Write out all of the data again, precisely as it appears.

********

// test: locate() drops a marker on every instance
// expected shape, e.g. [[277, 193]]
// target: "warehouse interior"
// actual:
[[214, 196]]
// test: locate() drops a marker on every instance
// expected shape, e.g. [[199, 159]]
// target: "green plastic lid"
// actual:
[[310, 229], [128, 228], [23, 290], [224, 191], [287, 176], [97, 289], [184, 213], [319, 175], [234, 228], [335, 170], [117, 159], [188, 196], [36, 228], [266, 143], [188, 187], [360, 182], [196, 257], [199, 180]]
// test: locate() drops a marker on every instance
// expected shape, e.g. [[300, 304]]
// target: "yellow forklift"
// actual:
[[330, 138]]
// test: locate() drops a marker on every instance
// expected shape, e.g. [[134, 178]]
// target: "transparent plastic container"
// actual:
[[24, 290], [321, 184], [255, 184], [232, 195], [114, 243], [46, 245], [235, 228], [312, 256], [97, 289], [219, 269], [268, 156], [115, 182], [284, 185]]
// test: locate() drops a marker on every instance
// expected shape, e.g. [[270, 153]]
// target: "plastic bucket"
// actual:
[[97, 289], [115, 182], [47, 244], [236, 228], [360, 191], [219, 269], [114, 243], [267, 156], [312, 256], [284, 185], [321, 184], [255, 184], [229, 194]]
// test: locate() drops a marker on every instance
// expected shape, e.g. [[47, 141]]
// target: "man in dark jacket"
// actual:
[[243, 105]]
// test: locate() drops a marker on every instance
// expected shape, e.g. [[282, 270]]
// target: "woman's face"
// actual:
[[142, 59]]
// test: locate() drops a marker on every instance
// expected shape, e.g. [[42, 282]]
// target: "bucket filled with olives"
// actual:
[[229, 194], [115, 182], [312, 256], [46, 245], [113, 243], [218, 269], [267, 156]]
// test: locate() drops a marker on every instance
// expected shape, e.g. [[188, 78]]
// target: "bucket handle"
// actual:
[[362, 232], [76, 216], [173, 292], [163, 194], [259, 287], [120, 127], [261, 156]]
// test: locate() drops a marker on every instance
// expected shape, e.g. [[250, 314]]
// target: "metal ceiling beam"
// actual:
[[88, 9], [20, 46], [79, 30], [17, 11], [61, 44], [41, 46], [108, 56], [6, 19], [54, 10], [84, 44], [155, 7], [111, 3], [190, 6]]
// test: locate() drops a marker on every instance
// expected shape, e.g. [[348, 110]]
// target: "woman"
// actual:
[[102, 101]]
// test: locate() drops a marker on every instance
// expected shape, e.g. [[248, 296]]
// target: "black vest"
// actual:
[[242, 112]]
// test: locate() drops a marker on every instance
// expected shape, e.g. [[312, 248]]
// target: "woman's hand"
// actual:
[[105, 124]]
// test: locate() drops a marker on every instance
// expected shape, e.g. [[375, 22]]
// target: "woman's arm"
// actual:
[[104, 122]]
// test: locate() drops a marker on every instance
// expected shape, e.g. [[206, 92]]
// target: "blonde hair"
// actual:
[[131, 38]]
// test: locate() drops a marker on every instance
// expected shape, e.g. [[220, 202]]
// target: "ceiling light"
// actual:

********

*Result for this exercise:*
// test: locate() drops a marker on every instance
// expected shape, e.g. [[277, 193]]
// target: "warehouse interior"
// actual:
[[214, 196]]
// test: locate() drops a marker on every instance
// expected shape, e.g. [[199, 159]]
// target: "green plastic lid"
// actual:
[[310, 229], [128, 228], [23, 290], [224, 191], [287, 176], [97, 289], [184, 213], [319, 175], [234, 228], [335, 170], [117, 159], [188, 196], [36, 228], [266, 143], [188, 187], [360, 182], [196, 257], [199, 180]]
// test: locate() drops a marker on every instance
// expected shape, e.g. [[300, 304]]
// target: "yellow forklift"
// actual:
[[330, 138]]
// test: locate() drops a marker on every instance
// expected shape, e.g. [[134, 178]]
// target: "transparent plastic container"
// actual:
[[24, 290], [321, 184], [255, 184], [232, 195], [114, 243], [46, 245], [235, 228], [312, 256], [97, 289], [219, 269], [268, 156], [115, 182], [284, 185]]
// test: locate() drops a marker on every instance
// expected shape, e.g. [[270, 153]]
// target: "plastic bucket"
// actual:
[[97, 289], [115, 182], [47, 244], [236, 228], [360, 191], [219, 269], [114, 243], [267, 156], [312, 256], [284, 185], [321, 184], [255, 184], [229, 194]]
// test: locate() drops a marker on every instance
// expected shape, e.g. [[47, 141]]
// target: "man in dark jacket"
// actual:
[[243, 105]]
// test: locate() drops a marker on every instance
// expected shape, e.g. [[282, 270]]
// target: "woman's face"
// actual:
[[142, 59]]
// test: locate() drops a marker on every instance
// expected shape, e.g. [[42, 282]]
// target: "bucket filled with olives"
// actual:
[[229, 194], [115, 182], [312, 256], [46, 245], [113, 243], [218, 269], [267, 156]]
// test: locate() drops a marker on every instance
// expected shape, e.g. [[188, 78]]
// target: "bucket handle"
// actual:
[[362, 232], [76, 216], [173, 292], [163, 194], [259, 287], [120, 127], [261, 156]]
// test: locate() drops a marker on every instance
// expected shape, e.g. [[250, 314]]
// target: "metal ceiling beam"
// actual:
[[88, 9], [20, 46], [79, 30], [17, 11], [61, 44], [41, 46], [108, 56], [6, 19], [54, 10], [84, 44], [155, 7], [111, 3], [190, 6]]
// test: locate() drops a marker on every instance
// expected shape, e.g. [[348, 110]]
// target: "woman"
// actual:
[[102, 101]]
// test: locate() drops a marker on every instance
// expected shape, e.g. [[248, 296]]
// target: "black vest"
// actual:
[[242, 112]]
// test: locate() drops a marker on every instance
// expected shape, e.g. [[312, 248]]
// target: "woman's hand"
// actual:
[[105, 124]]
// test: locate() drops a marker on every instance
// expected shape, e.g. [[375, 22]]
// target: "woman's arm"
// actual:
[[104, 122]]
// test: locate() drops a marker on every instance
// expected shape, e.g. [[206, 92]]
// target: "blonde hair"
// actual:
[[131, 38]]
// test: locate() drops a marker on every instance
// expected shape, e.g. [[220, 202]]
// target: "ceiling light"
// actual:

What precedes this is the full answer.